§ **Task requirements**
Your task is to repeat the listing exactly.

§ **The records**
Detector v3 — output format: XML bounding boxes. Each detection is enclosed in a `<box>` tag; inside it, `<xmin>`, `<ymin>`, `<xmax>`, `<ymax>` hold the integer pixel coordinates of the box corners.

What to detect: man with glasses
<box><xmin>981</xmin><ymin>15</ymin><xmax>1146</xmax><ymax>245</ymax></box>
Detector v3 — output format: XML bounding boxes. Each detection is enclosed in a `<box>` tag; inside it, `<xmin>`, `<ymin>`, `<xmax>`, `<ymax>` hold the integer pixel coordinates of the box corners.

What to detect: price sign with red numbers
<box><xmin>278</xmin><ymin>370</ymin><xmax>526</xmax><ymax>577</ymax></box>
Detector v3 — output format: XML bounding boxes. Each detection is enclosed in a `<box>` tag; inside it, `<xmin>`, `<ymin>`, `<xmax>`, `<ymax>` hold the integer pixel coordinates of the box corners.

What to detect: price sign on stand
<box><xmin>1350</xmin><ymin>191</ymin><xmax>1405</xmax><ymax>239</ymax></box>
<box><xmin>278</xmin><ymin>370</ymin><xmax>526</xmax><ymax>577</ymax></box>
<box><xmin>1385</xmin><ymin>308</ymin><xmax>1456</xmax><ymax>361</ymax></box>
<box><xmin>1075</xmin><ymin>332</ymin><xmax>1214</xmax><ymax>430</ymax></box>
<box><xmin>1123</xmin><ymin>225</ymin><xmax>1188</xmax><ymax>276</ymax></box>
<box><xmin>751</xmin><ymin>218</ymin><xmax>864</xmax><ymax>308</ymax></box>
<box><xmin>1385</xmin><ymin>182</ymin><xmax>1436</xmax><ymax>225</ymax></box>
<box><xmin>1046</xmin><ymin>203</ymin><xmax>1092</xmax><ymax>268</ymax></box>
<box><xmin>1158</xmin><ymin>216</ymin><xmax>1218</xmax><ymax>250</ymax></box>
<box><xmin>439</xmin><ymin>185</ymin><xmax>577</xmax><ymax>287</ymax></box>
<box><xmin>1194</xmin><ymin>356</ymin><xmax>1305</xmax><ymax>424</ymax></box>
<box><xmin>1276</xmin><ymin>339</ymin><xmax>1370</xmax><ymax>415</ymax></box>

§ **Exercise output**
Detector v3 — output format: XML bounding boxes. Each detection is enclosed in a `<box>` tag; inside it, `<xmin>`, `<ymin>`, `<xmax>`, `<ymax>` hold the integer pixel coordinates of the box corners.

What to detect: man with glasses
<box><xmin>981</xmin><ymin>15</ymin><xmax>1146</xmax><ymax>245</ymax></box>
Detector v3 — output format: XML bounding boxes. Each detection is enclosed in a `<box>` tag; inside it, `<xmin>`, `<ymin>`, `<xmax>`, `<ymax>` hold the integer pixel coordinates of the box corners.

What to detect: price sign with red numbers
<box><xmin>278</xmin><ymin>370</ymin><xmax>526</xmax><ymax>577</ymax></box>
Detector v3 — output format: XML bounding boxes. Each detection is enclosed in a `<box>` tag; inside it, `<xmin>`, `<ymin>`, `<xmax>`, `<ymax>` hold the integer pixel coordinates of the box corners.

What to detect: price sign on stand
<box><xmin>1350</xmin><ymin>191</ymin><xmax>1405</xmax><ymax>239</ymax></box>
<box><xmin>278</xmin><ymin>370</ymin><xmax>526</xmax><ymax>577</ymax></box>
<box><xmin>1385</xmin><ymin>308</ymin><xmax>1456</xmax><ymax>361</ymax></box>
<box><xmin>1075</xmin><ymin>332</ymin><xmax>1214</xmax><ymax>430</ymax></box>
<box><xmin>1123</xmin><ymin>225</ymin><xmax>1188</xmax><ymax>276</ymax></box>
<box><xmin>751</xmin><ymin>218</ymin><xmax>864</xmax><ymax>308</ymax></box>
<box><xmin>1385</xmin><ymin>182</ymin><xmax>1436</xmax><ymax>225</ymax></box>
<box><xmin>1046</xmin><ymin>203</ymin><xmax>1092</xmax><ymax>268</ymax></box>
<box><xmin>1158</xmin><ymin>216</ymin><xmax>1218</xmax><ymax>250</ymax></box>
<box><xmin>439</xmin><ymin>185</ymin><xmax>577</xmax><ymax>287</ymax></box>
<box><xmin>1194</xmin><ymin>356</ymin><xmax>1305</xmax><ymax>424</ymax></box>
<box><xmin>1276</xmin><ymin>339</ymin><xmax>1370</xmax><ymax>415</ymax></box>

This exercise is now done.